● Exercise directions: Repeat, exactly as they appear, the lines from the one with "In this exercise you will indicate the dark" through the last line of the entries below, but none of the pictures.

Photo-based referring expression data
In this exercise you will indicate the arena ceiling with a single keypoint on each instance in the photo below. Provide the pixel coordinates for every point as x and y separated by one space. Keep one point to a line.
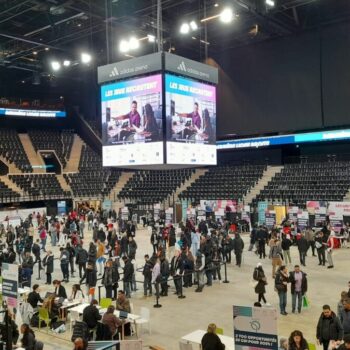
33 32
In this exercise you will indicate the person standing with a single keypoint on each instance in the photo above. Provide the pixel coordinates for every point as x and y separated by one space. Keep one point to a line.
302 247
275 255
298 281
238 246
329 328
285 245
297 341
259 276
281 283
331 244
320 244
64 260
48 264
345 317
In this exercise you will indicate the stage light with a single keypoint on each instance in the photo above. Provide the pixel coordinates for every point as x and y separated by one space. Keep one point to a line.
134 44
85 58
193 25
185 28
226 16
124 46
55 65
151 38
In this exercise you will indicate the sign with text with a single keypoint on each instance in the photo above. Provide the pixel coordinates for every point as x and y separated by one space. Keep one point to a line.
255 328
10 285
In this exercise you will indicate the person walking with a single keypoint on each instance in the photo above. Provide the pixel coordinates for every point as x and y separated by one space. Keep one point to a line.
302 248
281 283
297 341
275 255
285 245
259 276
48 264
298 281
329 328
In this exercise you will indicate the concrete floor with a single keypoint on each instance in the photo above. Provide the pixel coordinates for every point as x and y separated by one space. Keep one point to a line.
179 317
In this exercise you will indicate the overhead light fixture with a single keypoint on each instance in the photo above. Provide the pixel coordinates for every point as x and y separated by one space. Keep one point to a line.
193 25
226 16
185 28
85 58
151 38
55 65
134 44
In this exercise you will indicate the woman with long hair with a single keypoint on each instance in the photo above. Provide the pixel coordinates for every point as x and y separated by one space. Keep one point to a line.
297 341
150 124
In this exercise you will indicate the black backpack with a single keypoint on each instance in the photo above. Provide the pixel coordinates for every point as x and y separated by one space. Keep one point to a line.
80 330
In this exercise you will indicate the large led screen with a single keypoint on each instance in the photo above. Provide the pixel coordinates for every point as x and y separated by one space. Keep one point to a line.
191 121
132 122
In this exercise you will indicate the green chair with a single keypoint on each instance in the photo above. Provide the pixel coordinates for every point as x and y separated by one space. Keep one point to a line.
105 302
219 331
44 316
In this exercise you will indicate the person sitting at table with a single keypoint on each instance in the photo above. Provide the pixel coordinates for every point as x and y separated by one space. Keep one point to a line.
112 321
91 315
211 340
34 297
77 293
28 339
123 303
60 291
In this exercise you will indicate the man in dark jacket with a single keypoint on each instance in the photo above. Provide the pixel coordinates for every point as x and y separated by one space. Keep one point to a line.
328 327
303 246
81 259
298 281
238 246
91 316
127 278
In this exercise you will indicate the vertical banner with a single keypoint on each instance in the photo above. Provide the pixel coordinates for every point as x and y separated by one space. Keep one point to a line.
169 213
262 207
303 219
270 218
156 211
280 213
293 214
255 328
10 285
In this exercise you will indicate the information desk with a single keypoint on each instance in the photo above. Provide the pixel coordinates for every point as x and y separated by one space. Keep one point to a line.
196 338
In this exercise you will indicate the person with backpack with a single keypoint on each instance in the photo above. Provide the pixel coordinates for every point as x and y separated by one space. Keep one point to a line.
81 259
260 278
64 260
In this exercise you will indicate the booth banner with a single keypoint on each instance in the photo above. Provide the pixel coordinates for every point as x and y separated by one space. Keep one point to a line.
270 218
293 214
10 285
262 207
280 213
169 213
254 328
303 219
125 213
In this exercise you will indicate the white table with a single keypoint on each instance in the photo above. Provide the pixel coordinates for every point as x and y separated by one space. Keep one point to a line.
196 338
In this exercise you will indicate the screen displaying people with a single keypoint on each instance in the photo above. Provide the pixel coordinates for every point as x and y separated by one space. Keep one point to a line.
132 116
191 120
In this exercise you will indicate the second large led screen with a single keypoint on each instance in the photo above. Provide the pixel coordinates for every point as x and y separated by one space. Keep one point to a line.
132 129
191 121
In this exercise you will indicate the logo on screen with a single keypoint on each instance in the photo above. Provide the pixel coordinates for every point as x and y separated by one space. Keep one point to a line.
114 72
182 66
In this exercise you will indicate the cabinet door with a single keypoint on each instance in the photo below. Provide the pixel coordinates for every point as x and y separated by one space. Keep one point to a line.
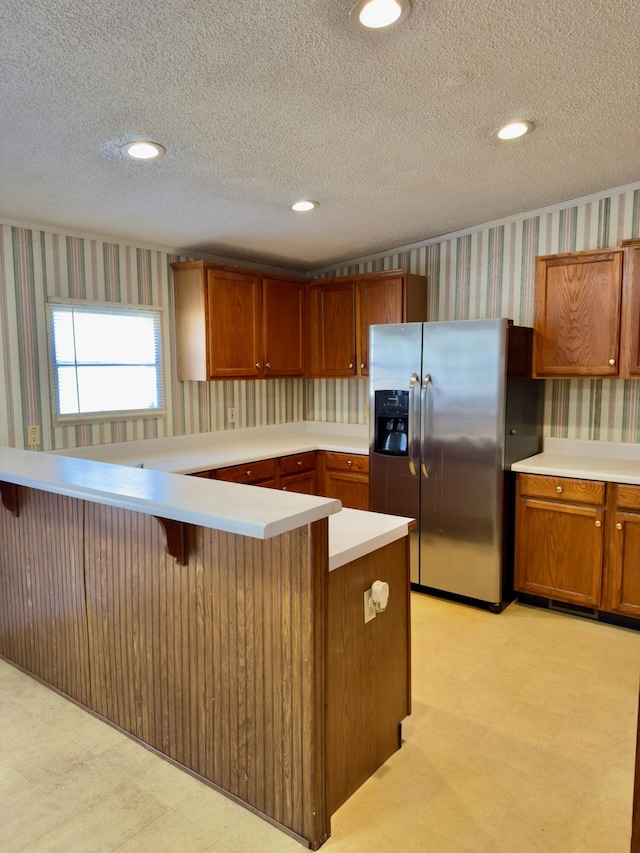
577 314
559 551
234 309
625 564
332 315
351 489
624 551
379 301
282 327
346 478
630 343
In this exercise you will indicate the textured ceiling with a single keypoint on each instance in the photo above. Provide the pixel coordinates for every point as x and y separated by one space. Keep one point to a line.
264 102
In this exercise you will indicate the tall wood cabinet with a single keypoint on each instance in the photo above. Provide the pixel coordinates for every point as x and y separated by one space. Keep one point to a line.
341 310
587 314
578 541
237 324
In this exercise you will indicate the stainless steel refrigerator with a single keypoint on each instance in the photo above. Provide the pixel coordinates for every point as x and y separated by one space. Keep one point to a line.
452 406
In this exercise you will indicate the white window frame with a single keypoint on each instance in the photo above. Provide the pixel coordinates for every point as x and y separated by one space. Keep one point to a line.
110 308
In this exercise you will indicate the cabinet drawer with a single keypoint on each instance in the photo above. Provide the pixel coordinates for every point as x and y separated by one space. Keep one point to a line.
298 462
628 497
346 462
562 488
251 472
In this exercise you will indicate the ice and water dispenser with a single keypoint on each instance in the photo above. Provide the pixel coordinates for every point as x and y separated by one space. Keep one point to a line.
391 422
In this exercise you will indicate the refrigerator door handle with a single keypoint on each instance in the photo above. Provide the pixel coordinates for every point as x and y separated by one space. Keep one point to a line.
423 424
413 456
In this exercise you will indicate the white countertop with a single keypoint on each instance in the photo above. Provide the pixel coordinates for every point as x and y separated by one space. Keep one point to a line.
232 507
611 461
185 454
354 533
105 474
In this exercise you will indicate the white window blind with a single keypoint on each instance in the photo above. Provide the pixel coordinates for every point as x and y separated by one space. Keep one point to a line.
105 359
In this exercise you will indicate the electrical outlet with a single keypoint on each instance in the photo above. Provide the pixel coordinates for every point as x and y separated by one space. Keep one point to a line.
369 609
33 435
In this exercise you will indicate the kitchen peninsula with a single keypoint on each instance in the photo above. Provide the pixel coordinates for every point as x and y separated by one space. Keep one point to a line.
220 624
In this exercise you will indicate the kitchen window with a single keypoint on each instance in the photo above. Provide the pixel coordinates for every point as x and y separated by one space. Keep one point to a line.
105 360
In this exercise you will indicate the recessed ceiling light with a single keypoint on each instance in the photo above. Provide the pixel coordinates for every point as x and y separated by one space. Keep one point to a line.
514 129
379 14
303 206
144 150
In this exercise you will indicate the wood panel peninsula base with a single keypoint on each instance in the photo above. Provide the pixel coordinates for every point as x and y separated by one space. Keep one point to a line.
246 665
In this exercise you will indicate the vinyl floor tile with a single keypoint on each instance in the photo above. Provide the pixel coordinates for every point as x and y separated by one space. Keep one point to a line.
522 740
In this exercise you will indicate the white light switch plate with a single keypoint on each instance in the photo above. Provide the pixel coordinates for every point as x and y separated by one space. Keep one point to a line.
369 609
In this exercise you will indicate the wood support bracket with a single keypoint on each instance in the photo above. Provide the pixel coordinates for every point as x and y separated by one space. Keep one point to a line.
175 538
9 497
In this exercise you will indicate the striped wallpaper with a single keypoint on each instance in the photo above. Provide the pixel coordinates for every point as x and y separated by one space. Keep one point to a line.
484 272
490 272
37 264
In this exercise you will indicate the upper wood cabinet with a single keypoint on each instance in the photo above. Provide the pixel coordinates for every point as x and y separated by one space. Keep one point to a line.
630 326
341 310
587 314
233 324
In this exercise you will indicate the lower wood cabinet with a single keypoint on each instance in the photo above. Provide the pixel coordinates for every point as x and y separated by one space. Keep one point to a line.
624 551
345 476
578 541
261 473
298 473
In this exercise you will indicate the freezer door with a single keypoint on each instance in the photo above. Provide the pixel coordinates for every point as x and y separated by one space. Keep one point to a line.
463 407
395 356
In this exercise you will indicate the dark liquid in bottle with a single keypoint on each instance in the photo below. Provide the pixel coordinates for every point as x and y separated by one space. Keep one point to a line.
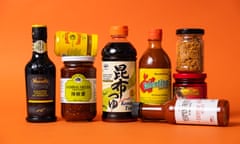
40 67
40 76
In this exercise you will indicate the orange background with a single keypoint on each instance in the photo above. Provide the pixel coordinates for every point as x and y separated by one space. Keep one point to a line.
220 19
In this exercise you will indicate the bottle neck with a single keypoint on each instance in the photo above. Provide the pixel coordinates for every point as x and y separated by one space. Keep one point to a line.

● Exercise solution:
In this exercise you will indicate the dark liquid in bottle with a single keypoint on each instance in the photo below. Provide the pixel coordinates for every point as x and y separated by one space. Keep one point to a line.
40 67
40 76
In this exercise you will indicate the orange background with a single keypoint on each instance in the photo above. Provide the pixel coordinates for every point as x and y separated by one space. Keep one point to a line.
220 19
In this exercise you will indicate the bottle neck with a single keypoint on each instance in the photo above. Provide the pixel coordinates for every point as x and y separated by one space. Keep one point to a line.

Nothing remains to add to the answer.